**INSTRUCTIONS TO FOLLOW**
Repeat word for word the part of the passage on the NCAA Tournament from "If you ask the" up to and including "them up to me.".

[[ EXERCISE PASSAGE open ]]

And that's why I found myself at the first round of the NCAA Tournament at the Wachovia Center on Thursday.
If you ask the average basketball fan, nothing is more fun than "March Madness." In fact, the NCAA Tournament is one of those sacred cows that's bulletproof. I've found that knocking the "Big Dance" is like kicking someone's dog, at least to the simple-minded who buy the annual hype of the thing.
And as a lifelong basketball fan, I found it amusing when I was recently attacked for telling the truth about college basketball.
You know, the common sense stuff. Things like the fact that the regular season has been rendered meaningless by greed and the mindless conference tournaments. Or the fact that maybe every kid and every coach in the country may not be all that Dick Vitale cracks them up to me.

[[ EXERCISE PASSAGE closed ]]
[[ SOURCE INFORMATION open ]]

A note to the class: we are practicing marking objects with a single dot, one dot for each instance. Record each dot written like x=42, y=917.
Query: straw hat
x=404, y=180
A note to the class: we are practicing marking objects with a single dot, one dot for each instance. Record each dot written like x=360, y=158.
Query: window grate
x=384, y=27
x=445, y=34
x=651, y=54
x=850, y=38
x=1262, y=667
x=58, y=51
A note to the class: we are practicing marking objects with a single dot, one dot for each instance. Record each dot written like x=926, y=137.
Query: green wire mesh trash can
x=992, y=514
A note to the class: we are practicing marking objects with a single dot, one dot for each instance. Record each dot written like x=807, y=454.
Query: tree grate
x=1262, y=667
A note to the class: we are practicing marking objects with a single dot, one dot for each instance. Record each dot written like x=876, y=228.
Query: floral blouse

[[ SOURCE INFORMATION closed ]]

**RESPONSE BELOW**
If you ask the average basketball fan, nothing is more fun than "March Madness." In fact, the NCAA Tournament is one of those sacred cows that's bulletproof. I've found that knocking the "Big Dance" is like kicking someone's dog, at least to the simple-minded who buy the annual hype of the thing.
And as a lifelong basketball fan, I found it amusing when I was recently attacked for telling the truth about college basketball.
You know, the common sense stuff. Things like the fact that the regular season has been rendered meaningless by greed and the mindless conference tournaments. Or the fact that maybe every kid and every coach in the country may not be all that Dick Vitale cracks them up to me.